◆ MATERIAL PROVIDED ◆
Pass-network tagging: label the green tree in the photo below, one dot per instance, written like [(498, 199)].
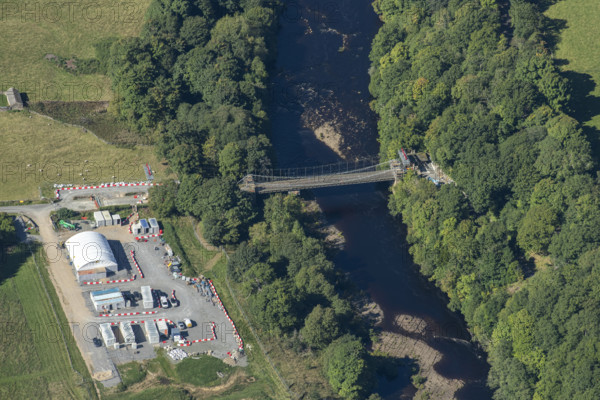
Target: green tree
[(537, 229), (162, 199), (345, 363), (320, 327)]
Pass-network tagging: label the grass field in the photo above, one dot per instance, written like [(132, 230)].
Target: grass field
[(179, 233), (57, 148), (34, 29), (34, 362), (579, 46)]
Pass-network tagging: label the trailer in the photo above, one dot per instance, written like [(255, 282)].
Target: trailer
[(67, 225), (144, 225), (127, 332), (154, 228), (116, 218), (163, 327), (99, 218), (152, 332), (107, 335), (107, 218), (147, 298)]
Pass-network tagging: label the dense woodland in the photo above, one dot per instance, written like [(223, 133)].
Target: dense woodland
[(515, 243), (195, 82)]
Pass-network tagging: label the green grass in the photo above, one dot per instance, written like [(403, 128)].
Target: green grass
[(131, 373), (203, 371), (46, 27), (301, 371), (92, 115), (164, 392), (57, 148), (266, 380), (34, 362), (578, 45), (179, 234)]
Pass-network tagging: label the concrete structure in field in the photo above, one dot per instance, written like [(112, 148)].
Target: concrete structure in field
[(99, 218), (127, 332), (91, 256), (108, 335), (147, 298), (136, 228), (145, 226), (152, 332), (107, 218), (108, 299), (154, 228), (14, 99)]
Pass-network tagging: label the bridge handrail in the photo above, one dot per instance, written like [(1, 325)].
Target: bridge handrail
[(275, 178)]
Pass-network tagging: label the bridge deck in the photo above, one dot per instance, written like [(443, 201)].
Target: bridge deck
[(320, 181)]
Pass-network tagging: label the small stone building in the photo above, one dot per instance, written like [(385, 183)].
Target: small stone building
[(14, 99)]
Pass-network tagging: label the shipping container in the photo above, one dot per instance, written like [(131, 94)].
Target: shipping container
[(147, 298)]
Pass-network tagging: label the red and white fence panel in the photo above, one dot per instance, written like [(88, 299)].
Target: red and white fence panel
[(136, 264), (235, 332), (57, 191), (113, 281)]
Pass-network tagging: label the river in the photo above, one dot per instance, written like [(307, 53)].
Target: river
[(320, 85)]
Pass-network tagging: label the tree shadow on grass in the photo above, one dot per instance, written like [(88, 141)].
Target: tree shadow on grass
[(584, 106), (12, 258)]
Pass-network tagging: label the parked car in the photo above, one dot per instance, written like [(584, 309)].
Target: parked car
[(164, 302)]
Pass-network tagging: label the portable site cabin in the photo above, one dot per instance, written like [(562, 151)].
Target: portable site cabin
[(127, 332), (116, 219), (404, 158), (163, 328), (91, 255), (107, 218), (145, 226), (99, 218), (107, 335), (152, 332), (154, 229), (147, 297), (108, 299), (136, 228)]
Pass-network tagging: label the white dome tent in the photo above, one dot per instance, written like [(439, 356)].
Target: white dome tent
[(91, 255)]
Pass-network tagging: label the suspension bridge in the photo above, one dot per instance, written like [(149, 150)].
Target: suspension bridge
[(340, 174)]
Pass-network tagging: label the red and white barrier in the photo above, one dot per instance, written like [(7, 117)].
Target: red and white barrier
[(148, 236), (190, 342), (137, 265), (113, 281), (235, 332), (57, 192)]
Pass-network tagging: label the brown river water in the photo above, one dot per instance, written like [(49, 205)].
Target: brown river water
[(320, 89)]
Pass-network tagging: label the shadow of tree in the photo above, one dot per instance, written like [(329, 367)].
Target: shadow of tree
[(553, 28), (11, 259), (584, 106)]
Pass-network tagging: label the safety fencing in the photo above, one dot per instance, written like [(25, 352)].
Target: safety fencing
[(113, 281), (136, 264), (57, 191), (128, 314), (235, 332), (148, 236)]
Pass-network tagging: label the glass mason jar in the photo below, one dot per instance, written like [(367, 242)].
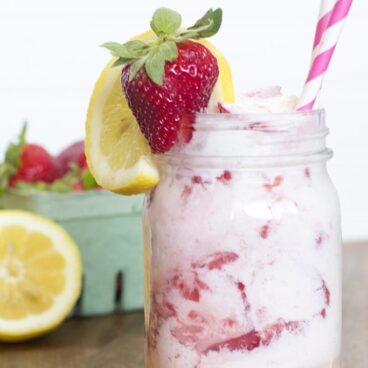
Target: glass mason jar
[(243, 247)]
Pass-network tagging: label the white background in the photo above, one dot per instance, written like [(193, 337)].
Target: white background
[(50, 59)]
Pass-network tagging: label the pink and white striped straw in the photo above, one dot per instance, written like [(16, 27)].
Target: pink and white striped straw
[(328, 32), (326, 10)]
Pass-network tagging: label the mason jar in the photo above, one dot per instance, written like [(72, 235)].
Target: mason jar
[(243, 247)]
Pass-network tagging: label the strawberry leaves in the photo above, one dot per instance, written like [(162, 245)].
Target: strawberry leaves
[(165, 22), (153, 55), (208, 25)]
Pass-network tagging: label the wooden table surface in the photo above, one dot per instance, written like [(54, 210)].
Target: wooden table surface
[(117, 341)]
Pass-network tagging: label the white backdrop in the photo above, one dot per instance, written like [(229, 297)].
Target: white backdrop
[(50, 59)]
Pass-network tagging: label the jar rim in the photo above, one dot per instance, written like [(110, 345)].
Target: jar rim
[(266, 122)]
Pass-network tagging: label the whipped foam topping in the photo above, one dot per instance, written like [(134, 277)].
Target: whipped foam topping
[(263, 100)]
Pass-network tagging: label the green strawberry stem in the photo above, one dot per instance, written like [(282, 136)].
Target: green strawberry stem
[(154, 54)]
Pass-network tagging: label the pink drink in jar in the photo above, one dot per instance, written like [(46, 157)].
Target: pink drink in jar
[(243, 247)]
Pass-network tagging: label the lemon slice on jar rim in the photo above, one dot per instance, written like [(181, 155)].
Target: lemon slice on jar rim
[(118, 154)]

◆ ABOUT THIS EXERCISE ◆
Copy every line in the listing above where the string "below" turns up.

◆ RESULT FOR THIS EXERCISE ◆
Pass-network tagging: label the green tree in the photo below, one dot per instance, written like [(498, 199)].
Pass-network tagging: label the glass mason jar in the photo below, one dot per instance, written like [(367, 242)].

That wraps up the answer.